----- STORED DATA -----
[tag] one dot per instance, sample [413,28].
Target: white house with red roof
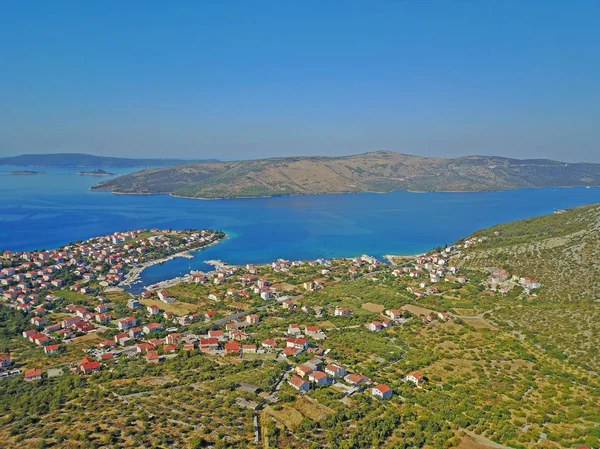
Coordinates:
[51,349]
[152,327]
[415,377]
[33,374]
[382,391]
[319,378]
[299,384]
[4,361]
[127,323]
[335,371]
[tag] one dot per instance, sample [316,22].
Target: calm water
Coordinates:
[46,211]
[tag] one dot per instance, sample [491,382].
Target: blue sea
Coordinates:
[49,210]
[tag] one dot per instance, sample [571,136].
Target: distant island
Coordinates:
[89,160]
[97,172]
[381,171]
[26,172]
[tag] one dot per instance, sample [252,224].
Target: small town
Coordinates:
[76,317]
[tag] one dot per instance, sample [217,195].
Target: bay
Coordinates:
[51,209]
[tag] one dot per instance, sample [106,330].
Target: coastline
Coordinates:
[339,193]
[134,275]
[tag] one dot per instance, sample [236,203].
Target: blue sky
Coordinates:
[259,79]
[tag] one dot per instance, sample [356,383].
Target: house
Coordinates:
[210,314]
[173,339]
[33,374]
[304,369]
[28,334]
[153,357]
[40,339]
[107,344]
[342,311]
[249,349]
[101,308]
[291,351]
[269,343]
[144,347]
[103,318]
[299,384]
[375,326]
[297,342]
[218,334]
[382,391]
[51,349]
[152,327]
[90,367]
[51,329]
[395,314]
[135,332]
[319,378]
[209,344]
[237,334]
[355,379]
[39,321]
[314,332]
[415,377]
[153,310]
[4,361]
[294,329]
[232,347]
[127,323]
[122,339]
[335,371]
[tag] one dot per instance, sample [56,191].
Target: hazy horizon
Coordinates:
[248,81]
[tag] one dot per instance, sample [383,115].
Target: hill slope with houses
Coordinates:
[560,252]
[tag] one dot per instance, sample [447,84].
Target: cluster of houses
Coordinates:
[315,373]
[25,275]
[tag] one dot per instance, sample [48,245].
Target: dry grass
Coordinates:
[311,409]
[478,323]
[290,417]
[178,308]
[416,310]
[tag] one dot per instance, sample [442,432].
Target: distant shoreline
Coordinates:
[26,172]
[333,193]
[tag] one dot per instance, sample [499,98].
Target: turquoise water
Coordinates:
[46,211]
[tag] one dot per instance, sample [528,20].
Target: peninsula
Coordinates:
[97,172]
[26,172]
[381,171]
[90,160]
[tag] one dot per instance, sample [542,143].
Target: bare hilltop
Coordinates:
[381,171]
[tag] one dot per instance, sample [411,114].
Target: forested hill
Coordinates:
[381,171]
[562,252]
[88,160]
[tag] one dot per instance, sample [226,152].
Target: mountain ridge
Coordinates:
[380,171]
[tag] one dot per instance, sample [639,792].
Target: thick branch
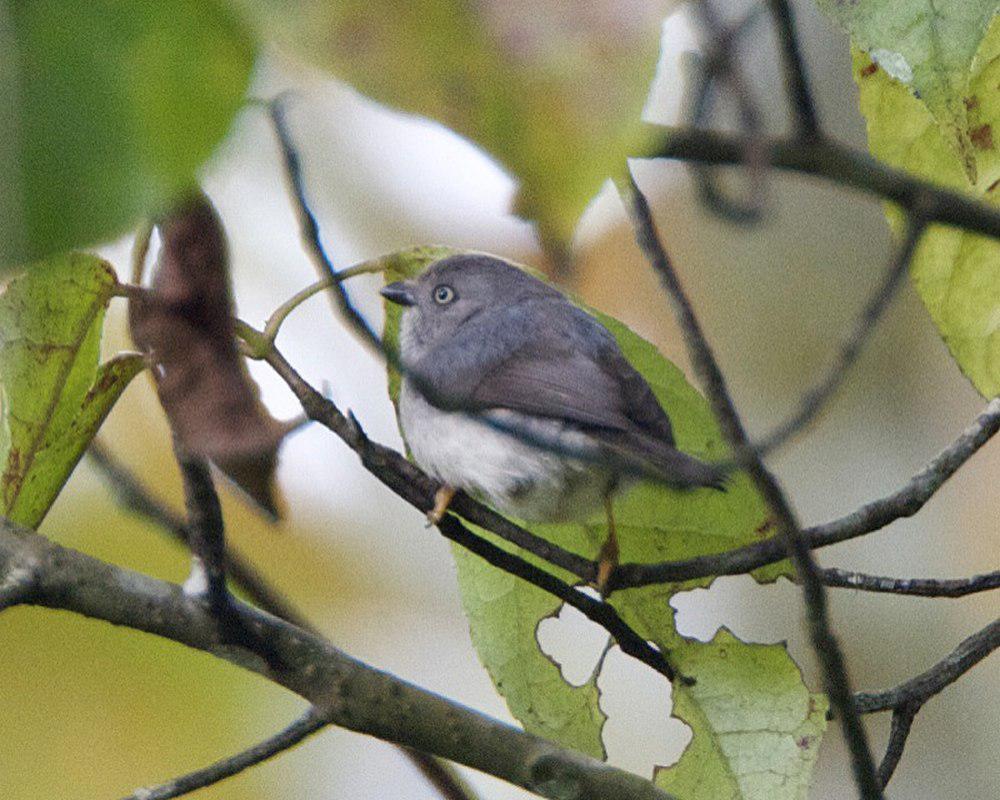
-----
» **CHALLENGE**: Pull every line from the one containing "[tag] one dot per instance, sample [542,143]." through the end of the records, with both ends included, and reproduce them unchanged. Leave the pictures out of your answer.

» **SOLUTION TO THIS TASK**:
[tag] one dot per instance, sample [542,143].
Target: bare hilltop
Coordinates:
[381,171]
[tag] one dot per instance, sample [411,114].
Target: forested hill
Coordinates:
[381,171]
[562,252]
[88,160]
[tag] one dot per instance, sample [226,152].
Target: mountain ridge
Coordinates:
[380,171]
[tag] one dot per instance, sample [639,792].
Target: thick branch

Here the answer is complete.